Copy out the lines of the records exactly, starting with the line that contains "of the asphalt" and going on through the end of the records.

# Start of Entries provided

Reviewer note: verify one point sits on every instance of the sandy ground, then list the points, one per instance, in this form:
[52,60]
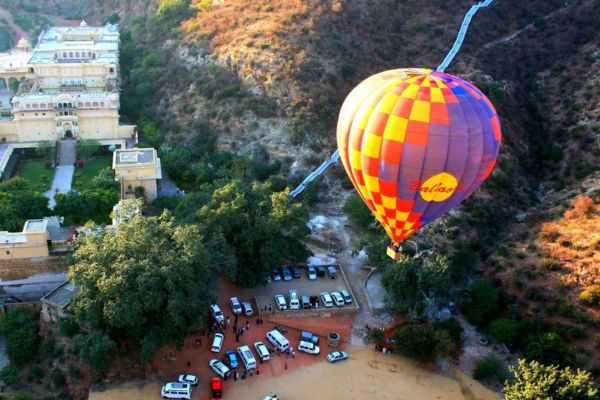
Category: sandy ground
[367,374]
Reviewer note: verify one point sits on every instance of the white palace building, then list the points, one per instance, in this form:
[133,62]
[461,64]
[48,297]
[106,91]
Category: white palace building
[65,87]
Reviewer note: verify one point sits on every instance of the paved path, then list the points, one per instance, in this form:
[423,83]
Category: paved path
[63,175]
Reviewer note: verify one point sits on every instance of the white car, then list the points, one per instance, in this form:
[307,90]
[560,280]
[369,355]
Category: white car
[219,368]
[236,307]
[217,313]
[247,307]
[311,272]
[308,347]
[280,302]
[262,351]
[337,356]
[217,343]
[326,300]
[346,296]
[191,379]
[338,299]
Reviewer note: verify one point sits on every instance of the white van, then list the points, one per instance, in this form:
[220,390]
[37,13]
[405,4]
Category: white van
[278,340]
[294,301]
[308,347]
[176,390]
[247,357]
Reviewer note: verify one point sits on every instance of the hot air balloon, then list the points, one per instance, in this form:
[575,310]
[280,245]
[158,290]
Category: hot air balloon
[415,143]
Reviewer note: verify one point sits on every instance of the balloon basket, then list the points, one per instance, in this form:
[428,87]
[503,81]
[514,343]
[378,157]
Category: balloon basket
[393,253]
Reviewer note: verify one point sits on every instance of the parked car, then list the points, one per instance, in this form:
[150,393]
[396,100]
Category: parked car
[216,388]
[219,368]
[337,356]
[314,301]
[236,307]
[247,307]
[280,302]
[306,302]
[276,274]
[331,272]
[320,270]
[309,337]
[217,343]
[297,272]
[231,359]
[262,351]
[191,379]
[294,301]
[286,274]
[176,390]
[346,296]
[217,313]
[308,347]
[338,299]
[326,299]
[311,272]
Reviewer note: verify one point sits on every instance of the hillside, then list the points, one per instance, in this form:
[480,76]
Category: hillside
[266,79]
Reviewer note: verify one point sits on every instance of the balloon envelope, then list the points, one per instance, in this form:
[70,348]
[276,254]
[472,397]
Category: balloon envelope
[416,143]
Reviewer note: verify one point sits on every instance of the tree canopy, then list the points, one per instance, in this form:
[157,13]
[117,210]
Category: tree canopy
[262,228]
[20,202]
[150,282]
[534,381]
[416,285]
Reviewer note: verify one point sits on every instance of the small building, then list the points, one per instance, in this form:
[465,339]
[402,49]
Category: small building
[137,168]
[55,303]
[31,242]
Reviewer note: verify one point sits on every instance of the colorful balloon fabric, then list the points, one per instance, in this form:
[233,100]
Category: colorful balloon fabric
[416,143]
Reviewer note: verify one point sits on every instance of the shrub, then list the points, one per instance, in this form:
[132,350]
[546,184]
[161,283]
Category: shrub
[549,349]
[68,327]
[483,303]
[374,335]
[591,296]
[504,330]
[490,367]
[10,375]
[416,341]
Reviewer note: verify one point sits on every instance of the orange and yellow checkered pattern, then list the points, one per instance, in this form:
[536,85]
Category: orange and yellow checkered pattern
[402,128]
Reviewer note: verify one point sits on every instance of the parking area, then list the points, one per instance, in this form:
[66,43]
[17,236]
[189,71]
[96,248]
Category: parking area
[305,287]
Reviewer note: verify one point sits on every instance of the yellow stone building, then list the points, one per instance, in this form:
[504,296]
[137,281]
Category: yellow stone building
[70,87]
[31,242]
[137,168]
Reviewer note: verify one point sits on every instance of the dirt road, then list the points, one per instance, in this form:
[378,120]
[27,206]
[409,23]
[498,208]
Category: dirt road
[366,375]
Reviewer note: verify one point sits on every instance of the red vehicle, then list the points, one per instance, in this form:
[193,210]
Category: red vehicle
[216,387]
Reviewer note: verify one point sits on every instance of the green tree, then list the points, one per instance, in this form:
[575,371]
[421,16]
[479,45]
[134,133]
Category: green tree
[482,303]
[46,149]
[534,381]
[20,329]
[504,330]
[548,348]
[149,267]
[416,341]
[10,375]
[262,228]
[358,212]
[416,286]
[20,202]
[97,350]
[87,148]
[105,179]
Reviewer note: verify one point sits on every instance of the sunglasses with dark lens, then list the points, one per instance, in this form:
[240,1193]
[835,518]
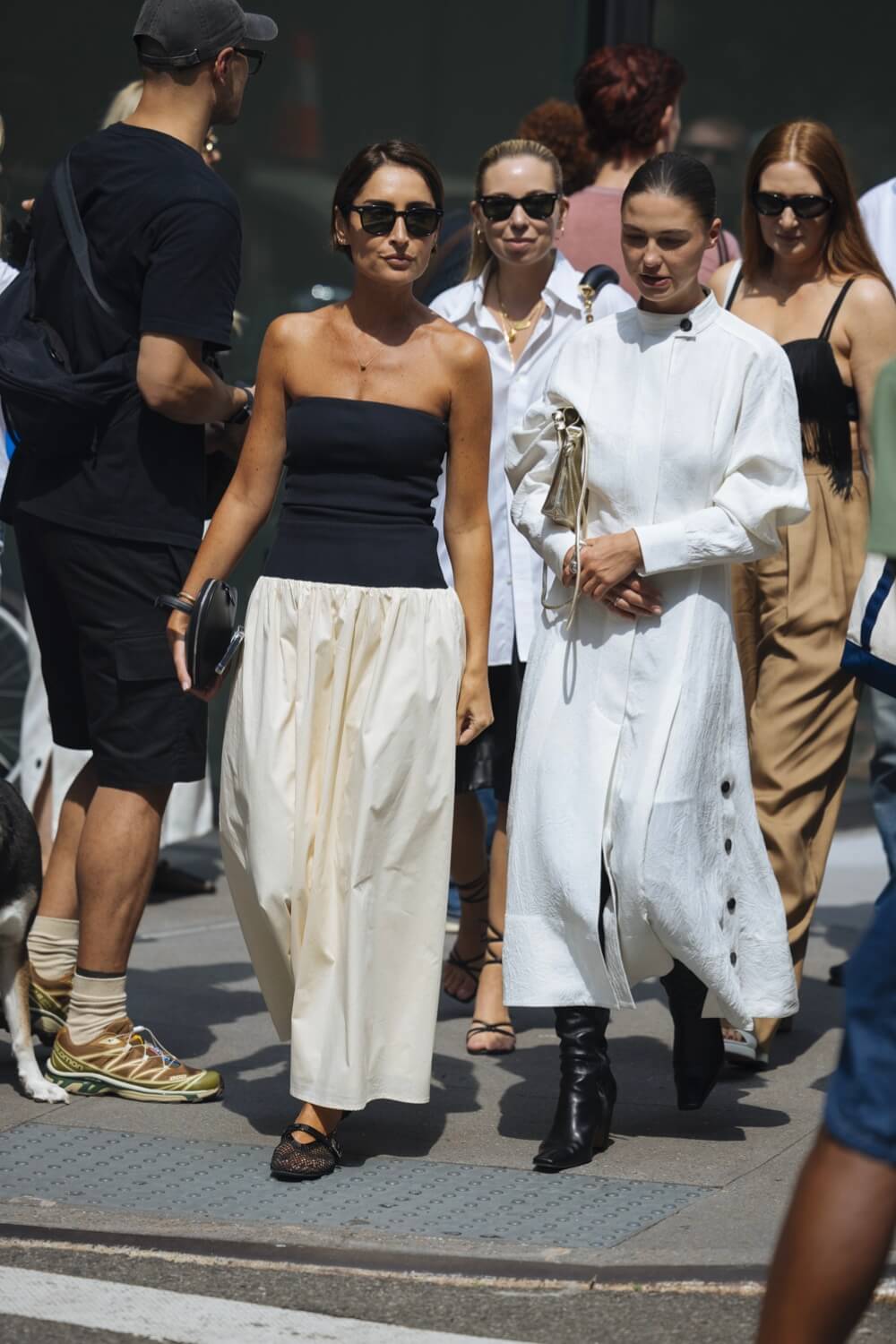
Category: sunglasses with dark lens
[255,59]
[419,220]
[538,204]
[804,207]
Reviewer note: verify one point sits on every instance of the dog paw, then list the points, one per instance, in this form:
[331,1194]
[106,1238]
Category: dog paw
[40,1089]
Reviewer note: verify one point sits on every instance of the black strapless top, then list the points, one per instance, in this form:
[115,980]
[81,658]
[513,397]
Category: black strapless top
[826,403]
[358,499]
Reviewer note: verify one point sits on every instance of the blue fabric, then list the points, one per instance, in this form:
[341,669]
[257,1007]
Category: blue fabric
[874,602]
[861,1104]
[868,668]
[883,780]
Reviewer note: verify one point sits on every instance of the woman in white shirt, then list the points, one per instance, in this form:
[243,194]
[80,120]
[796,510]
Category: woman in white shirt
[521,298]
[634,843]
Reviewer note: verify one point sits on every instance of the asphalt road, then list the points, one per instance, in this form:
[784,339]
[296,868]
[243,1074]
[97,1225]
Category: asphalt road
[547,1314]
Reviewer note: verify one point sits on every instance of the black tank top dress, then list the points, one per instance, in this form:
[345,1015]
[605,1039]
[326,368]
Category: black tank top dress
[358,502]
[826,403]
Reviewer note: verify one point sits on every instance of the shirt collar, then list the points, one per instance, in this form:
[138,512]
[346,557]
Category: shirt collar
[681,324]
[562,287]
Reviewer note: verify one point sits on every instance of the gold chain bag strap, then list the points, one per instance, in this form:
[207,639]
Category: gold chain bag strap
[567,499]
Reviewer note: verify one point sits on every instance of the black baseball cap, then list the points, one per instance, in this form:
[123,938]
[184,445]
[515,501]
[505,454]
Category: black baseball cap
[191,31]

# End of Entries provided

> _The solution_
Reviewer note: verify one point sits on every instance of the asphalt road, then list the points, one per instance, in this form:
[784,339]
[296,868]
[243,1074]
[97,1225]
Category: asphalt road
[547,1314]
Reviewer note: verify one point sits on every instance of the black tank top dress, then list the points, one per instance, in this form:
[345,1015]
[605,1039]
[326,368]
Category: black tank top dress
[358,502]
[826,403]
Reviewer note: verify one point sits on every instance of the shirt collar, then list the points, one per instance, in this form:
[138,512]
[346,557]
Category: shirt collar
[681,324]
[562,287]
Reviewer note: verify one point sits on every instance of the gold chain bag strap, then list the points, one per instance, in this form:
[207,639]
Category: gold chain bag strap
[567,499]
Reviewer note: verify one point sits on every instance of the black baseball cap, then list the points, one per instance, in this form:
[123,938]
[184,445]
[515,501]
[505,454]
Category: black baseball cap
[191,31]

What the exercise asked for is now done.